* **Exercise aim**
Output as a numbered list, with blank lines omitted, the entries from the start through the line that contains "(701, 1019)".
------ Dataset excerpts ------
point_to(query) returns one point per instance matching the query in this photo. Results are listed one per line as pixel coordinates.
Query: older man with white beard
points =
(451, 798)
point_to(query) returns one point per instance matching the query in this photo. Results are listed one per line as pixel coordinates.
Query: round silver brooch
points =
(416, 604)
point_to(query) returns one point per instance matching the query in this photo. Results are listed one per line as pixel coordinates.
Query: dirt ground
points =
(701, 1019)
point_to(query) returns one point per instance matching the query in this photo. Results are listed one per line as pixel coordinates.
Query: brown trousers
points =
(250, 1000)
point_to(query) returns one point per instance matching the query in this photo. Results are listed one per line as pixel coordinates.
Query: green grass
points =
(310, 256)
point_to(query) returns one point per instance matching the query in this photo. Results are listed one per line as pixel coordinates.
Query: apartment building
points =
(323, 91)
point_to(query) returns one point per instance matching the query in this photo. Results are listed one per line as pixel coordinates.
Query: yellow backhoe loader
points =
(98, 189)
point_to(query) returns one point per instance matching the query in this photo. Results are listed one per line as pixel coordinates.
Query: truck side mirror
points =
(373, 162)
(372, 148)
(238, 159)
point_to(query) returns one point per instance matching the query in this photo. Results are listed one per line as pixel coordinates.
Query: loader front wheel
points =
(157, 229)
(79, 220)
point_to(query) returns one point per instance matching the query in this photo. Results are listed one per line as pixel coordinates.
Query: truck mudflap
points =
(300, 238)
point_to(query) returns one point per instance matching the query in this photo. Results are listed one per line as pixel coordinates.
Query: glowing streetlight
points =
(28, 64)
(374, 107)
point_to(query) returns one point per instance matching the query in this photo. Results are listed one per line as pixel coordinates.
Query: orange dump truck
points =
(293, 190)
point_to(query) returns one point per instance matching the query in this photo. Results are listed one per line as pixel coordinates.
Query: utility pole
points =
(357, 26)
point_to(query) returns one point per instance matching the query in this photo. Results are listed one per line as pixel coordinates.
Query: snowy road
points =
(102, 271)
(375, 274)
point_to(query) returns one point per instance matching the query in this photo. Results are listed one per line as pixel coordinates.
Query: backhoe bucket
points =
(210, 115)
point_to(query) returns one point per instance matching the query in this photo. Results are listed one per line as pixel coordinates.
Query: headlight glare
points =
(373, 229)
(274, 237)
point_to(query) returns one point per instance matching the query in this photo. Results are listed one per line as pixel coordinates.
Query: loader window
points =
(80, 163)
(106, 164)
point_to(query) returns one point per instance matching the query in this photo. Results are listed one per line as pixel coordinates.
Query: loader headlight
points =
------
* **Response**
1. point_to(query) returns one point per instance matching the query in this photo. Results are listed one per line as pixel coordinates.
2. Query: older man with white beard
3. points =
4. (451, 798)
5. point_to(query) returns one point per instance matching the query in this photo. Results are listed one per line as pixel coordinates.
6. Query: round silver brooch
7. points =
8. (416, 604)
9. point_to(query) returns one point per instance matching the query in this photo. Results are listed one per line as pixel coordinates.
10. Query: dirt ground
11. points =
12. (701, 1019)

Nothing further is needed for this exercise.